_EXERCISE DESCRIPTION_. Find every row below that contains the word "dark" and copy each of those rows in full. Case counts.

_EXERCISE INPUT_.
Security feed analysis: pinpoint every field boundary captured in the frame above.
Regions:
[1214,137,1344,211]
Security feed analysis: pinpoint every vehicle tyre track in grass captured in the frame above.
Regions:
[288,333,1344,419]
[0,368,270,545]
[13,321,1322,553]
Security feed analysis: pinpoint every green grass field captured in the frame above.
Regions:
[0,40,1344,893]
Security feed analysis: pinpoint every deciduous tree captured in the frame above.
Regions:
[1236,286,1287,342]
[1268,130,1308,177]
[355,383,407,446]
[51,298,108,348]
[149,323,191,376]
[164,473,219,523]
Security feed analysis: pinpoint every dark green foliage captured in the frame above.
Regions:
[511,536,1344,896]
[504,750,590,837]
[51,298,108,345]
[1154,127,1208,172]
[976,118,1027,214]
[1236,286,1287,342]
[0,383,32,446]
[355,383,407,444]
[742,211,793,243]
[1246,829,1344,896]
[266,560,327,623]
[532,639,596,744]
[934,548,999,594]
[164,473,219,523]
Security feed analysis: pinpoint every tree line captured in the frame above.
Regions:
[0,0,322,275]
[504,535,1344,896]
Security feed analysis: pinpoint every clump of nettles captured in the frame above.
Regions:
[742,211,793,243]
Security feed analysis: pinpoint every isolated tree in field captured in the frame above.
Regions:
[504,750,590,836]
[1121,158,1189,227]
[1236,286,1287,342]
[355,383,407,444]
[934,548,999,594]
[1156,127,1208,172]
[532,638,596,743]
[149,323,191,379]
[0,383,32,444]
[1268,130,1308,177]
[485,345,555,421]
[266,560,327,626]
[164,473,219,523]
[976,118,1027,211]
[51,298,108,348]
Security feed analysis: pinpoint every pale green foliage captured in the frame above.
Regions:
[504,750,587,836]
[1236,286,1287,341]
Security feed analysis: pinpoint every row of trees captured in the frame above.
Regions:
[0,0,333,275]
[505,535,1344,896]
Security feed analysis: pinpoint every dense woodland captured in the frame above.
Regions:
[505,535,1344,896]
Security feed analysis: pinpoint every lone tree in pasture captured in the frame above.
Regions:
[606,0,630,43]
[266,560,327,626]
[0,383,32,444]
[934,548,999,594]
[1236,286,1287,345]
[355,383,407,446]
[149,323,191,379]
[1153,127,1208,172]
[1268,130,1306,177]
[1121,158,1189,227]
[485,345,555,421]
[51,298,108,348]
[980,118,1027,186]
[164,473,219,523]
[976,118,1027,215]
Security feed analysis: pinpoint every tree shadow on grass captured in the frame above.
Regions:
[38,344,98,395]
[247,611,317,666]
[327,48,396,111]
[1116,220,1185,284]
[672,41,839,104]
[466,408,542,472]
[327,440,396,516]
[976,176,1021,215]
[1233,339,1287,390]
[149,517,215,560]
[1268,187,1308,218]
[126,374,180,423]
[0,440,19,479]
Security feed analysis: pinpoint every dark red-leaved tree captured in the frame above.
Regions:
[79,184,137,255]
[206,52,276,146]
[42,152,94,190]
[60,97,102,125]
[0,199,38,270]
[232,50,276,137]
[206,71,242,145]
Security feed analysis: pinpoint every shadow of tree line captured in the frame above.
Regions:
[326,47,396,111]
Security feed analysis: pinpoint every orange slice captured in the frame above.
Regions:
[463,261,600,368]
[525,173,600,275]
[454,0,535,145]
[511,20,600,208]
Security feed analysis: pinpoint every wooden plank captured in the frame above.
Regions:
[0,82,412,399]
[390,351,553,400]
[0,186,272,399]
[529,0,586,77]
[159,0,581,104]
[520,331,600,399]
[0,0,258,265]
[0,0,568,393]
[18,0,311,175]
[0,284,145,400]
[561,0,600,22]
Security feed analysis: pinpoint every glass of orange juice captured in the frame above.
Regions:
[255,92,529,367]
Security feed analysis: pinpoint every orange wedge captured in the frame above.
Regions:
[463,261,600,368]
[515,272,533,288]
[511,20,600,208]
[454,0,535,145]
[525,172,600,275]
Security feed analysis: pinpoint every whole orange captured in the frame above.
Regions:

_CORRECT RESULT_.
Security feed analysis: pinpoint every dark green foliage captured in the frame above.
Security feed analysis: pinpoint every dark red-leaved tree captured in the frame above.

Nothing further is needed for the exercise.